Segment Start: Data shown
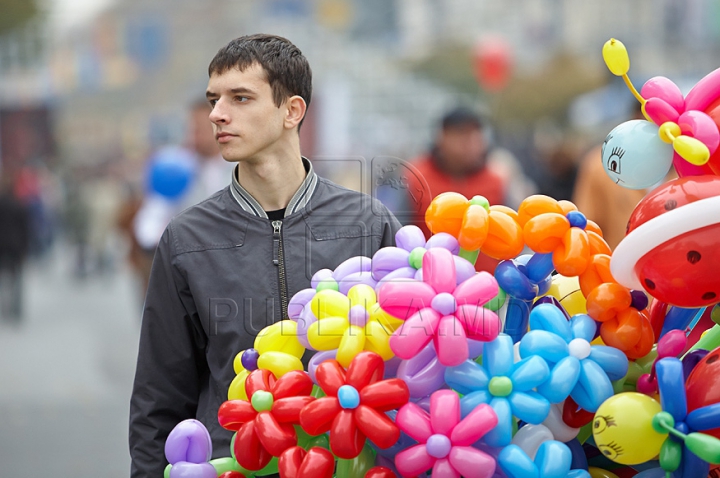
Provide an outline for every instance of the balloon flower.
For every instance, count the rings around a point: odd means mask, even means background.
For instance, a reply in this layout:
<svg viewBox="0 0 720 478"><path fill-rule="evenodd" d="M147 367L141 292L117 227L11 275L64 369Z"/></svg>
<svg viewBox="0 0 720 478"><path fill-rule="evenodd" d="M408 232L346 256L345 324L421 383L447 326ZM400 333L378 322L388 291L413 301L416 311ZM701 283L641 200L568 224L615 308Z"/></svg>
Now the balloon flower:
Segment End: Data shown
- [Task requirements]: Could you return exactly the stretch of the data above that starts at the line with "For every instance, count" and ends at the line with "367L141 292L117 227L11", both lines included?

- [Result of the exercise]:
For every instance, count the rings around a point: odd means mask, even means background.
For instance, a reply in this layout:
<svg viewBox="0 0 720 478"><path fill-rule="evenodd" d="M147 367L141 292L117 227L11 275L64 369Z"/></svg>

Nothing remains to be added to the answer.